> [Exercise task]: Render the entries below as a Markdown table with the columns "Row" and "Entry line," from the line with "Point out the flooded" up to and including the line with "x=618 y=451". Omit blank lines and leave the pictures out.

(Entries from a point annotation set)
......

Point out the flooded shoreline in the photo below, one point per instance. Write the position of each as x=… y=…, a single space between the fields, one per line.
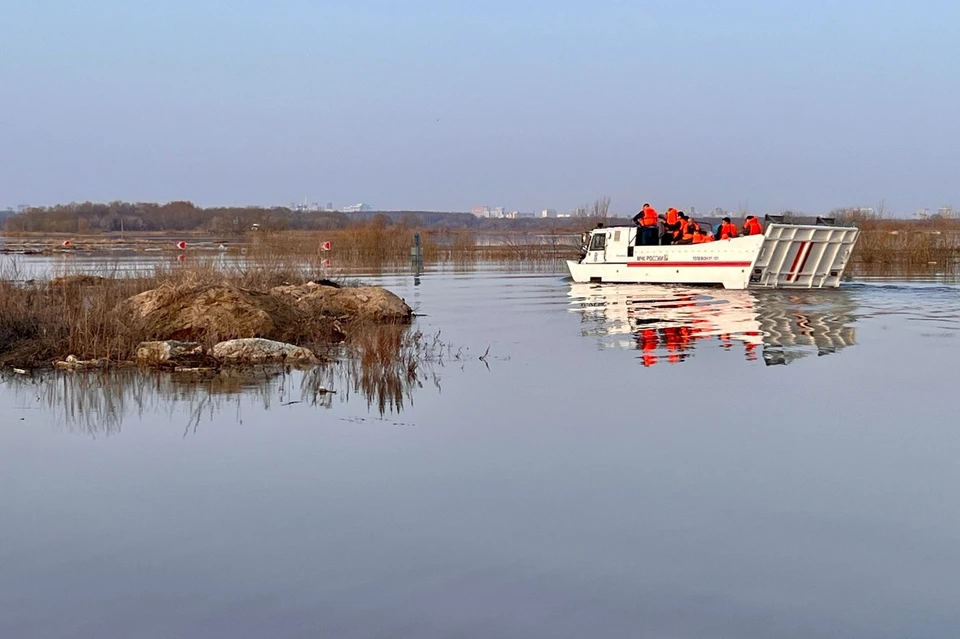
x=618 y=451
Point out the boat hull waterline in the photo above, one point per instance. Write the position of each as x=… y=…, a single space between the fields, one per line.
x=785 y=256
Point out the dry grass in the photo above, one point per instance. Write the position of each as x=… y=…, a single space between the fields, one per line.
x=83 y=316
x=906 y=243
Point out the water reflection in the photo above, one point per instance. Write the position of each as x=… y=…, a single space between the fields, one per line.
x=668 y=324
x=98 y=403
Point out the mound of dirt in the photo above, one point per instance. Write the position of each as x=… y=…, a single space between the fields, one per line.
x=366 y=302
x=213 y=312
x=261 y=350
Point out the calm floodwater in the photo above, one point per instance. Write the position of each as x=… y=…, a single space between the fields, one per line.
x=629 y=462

......

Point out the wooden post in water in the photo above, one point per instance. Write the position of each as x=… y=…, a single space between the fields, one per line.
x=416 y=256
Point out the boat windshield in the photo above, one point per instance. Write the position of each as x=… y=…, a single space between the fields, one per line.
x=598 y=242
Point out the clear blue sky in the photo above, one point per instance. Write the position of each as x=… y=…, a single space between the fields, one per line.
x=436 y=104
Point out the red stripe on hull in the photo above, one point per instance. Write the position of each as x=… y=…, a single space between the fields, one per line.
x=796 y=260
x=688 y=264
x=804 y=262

......

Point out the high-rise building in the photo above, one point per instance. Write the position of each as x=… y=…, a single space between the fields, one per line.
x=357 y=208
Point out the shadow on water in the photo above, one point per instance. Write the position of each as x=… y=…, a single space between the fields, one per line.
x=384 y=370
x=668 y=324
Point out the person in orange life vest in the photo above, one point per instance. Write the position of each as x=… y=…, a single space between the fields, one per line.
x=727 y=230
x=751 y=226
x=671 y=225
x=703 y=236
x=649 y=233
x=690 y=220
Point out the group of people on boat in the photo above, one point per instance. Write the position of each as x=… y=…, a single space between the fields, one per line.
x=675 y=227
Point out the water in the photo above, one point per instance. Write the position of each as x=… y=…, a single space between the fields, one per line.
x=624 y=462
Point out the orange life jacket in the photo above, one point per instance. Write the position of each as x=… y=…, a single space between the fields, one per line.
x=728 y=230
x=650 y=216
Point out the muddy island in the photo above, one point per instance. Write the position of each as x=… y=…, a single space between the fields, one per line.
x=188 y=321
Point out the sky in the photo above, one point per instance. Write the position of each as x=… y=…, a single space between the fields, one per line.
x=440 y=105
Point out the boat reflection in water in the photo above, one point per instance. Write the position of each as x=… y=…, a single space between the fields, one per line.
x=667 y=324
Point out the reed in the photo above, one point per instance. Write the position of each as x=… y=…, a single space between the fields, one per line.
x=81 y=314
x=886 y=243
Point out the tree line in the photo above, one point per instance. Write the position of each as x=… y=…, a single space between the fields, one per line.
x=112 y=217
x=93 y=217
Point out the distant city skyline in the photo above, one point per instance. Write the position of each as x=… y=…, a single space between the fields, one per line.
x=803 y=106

......

> [Task answer]:
| Row | Entry line |
|---|---|
| 1 | Point out the flooded shoreline in the photo below, one point per instance. Write the position of each as x=… y=…, a single space between the fields, one per line. |
| 2 | x=618 y=451 |